Pull out every line in the items below that contains the word "jeans" and copy each one.

+++

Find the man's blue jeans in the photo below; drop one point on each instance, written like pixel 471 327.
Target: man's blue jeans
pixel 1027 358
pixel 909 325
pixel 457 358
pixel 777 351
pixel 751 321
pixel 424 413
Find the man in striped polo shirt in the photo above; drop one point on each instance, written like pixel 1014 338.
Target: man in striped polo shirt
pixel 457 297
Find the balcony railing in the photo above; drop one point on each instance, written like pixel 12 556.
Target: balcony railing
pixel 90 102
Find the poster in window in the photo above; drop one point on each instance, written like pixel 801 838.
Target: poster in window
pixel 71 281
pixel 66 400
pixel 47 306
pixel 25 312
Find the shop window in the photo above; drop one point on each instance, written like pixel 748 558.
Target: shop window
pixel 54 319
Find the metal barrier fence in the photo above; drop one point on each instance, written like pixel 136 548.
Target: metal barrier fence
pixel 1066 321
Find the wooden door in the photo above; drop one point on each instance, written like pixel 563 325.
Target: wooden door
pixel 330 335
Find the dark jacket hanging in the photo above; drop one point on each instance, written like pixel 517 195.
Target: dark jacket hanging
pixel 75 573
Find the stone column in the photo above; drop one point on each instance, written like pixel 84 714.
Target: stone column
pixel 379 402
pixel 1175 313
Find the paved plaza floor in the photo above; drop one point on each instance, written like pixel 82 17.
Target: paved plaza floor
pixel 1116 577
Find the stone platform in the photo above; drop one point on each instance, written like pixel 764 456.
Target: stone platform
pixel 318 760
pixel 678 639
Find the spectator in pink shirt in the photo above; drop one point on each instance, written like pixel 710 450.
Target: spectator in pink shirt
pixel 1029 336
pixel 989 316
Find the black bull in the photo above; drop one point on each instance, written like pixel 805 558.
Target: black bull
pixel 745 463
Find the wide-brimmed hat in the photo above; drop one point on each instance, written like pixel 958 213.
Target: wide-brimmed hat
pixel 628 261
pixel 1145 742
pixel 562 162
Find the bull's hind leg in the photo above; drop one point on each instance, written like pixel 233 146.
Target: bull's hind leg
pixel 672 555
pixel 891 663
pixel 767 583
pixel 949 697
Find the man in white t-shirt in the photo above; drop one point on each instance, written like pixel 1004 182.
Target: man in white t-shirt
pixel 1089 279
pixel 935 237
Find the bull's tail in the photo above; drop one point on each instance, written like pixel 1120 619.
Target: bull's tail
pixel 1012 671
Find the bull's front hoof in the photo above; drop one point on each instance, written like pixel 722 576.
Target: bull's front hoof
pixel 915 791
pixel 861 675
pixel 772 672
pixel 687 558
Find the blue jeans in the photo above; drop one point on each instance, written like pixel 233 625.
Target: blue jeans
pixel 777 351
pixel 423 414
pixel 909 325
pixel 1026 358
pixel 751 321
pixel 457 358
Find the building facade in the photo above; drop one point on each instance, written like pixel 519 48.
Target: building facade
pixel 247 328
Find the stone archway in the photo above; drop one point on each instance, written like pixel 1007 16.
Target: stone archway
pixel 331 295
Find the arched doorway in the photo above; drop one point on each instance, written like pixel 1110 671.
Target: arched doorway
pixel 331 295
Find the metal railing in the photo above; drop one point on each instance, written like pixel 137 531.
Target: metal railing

+++

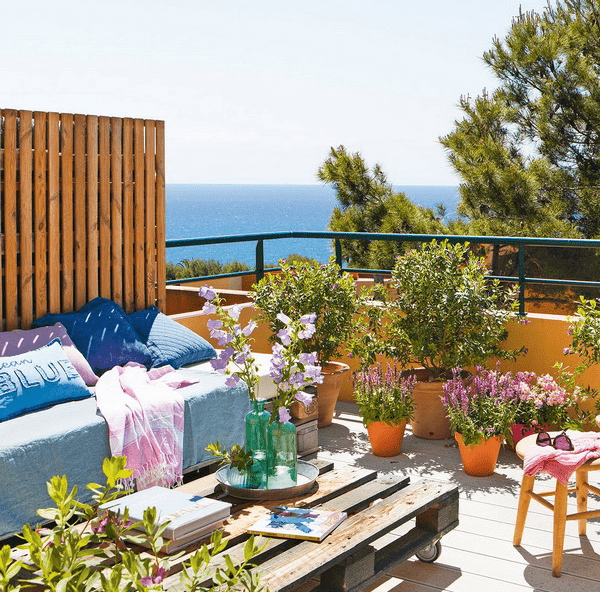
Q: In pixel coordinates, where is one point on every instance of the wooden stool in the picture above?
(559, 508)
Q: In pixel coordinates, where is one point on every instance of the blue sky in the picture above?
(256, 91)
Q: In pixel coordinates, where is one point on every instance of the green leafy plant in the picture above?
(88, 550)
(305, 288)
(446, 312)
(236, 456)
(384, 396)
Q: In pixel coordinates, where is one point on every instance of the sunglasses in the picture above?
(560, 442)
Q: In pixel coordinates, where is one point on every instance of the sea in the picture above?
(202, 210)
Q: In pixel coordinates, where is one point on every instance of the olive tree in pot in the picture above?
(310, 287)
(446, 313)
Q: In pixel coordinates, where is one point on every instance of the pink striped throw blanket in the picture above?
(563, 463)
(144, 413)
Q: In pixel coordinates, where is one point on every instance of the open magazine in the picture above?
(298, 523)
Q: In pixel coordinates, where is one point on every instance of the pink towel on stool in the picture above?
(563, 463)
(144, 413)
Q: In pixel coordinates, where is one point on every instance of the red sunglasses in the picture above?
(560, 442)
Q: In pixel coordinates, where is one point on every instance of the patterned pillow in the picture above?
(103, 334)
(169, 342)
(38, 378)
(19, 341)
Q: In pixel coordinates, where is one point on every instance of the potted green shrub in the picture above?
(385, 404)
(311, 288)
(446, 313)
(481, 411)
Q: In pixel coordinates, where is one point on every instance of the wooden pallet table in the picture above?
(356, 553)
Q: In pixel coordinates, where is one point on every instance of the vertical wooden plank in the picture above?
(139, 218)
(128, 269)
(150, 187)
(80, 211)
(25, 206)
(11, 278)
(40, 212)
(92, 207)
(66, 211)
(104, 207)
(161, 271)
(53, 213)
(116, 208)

+++

→ Result of this exercise
Find the man's blue jeans in the photo below; drop one point on each instance, written like pixel 471 327.
Target: man's blue jeans
Find the blue jeans in the photo above; drop one point on each instance, written like pixel 233 625.
Target: blue jeans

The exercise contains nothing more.